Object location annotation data
-=-=-=-=-
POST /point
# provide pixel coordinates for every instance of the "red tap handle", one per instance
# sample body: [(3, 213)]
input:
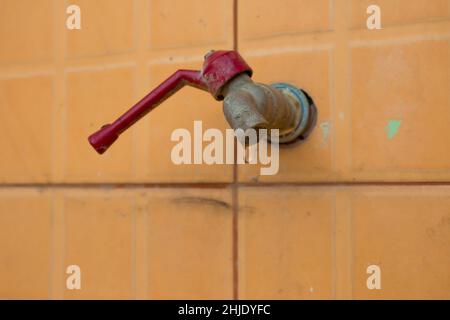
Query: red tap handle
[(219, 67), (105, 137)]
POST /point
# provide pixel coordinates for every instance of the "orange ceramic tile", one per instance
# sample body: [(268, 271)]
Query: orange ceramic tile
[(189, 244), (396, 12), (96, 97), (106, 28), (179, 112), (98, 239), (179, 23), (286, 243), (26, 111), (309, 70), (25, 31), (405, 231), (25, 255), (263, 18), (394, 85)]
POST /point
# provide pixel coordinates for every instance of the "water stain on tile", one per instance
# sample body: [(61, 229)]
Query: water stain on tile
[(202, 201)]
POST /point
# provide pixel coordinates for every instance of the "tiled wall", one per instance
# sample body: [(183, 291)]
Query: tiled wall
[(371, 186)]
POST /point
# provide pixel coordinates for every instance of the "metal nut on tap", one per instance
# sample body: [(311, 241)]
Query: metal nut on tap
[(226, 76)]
-=-=-=-=-
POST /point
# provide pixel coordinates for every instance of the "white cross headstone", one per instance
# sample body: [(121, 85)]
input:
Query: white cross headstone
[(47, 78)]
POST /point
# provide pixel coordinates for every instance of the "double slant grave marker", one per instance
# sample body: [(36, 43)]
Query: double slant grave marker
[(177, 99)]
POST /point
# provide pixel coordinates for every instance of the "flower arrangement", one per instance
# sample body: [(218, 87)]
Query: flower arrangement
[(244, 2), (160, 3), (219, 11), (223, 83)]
-=-=-=-=-
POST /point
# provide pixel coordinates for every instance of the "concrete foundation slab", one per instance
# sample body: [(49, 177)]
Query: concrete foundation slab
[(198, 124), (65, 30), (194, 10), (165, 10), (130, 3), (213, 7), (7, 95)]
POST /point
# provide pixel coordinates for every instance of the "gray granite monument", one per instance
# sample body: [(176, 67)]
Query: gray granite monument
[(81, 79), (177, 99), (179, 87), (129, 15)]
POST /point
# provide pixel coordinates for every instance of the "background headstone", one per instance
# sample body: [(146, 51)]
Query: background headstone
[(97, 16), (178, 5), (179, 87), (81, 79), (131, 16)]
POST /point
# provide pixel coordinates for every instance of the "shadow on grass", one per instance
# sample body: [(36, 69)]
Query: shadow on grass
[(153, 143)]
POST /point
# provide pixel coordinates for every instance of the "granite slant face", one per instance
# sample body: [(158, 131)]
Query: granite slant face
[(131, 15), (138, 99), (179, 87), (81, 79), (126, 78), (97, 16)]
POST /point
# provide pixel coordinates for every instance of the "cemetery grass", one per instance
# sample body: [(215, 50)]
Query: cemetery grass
-=-=-=-=-
### Aim:
Count how many lines of the material above contain the string "white", matching case exactly, and reply with only that number.

### Exercise response:
2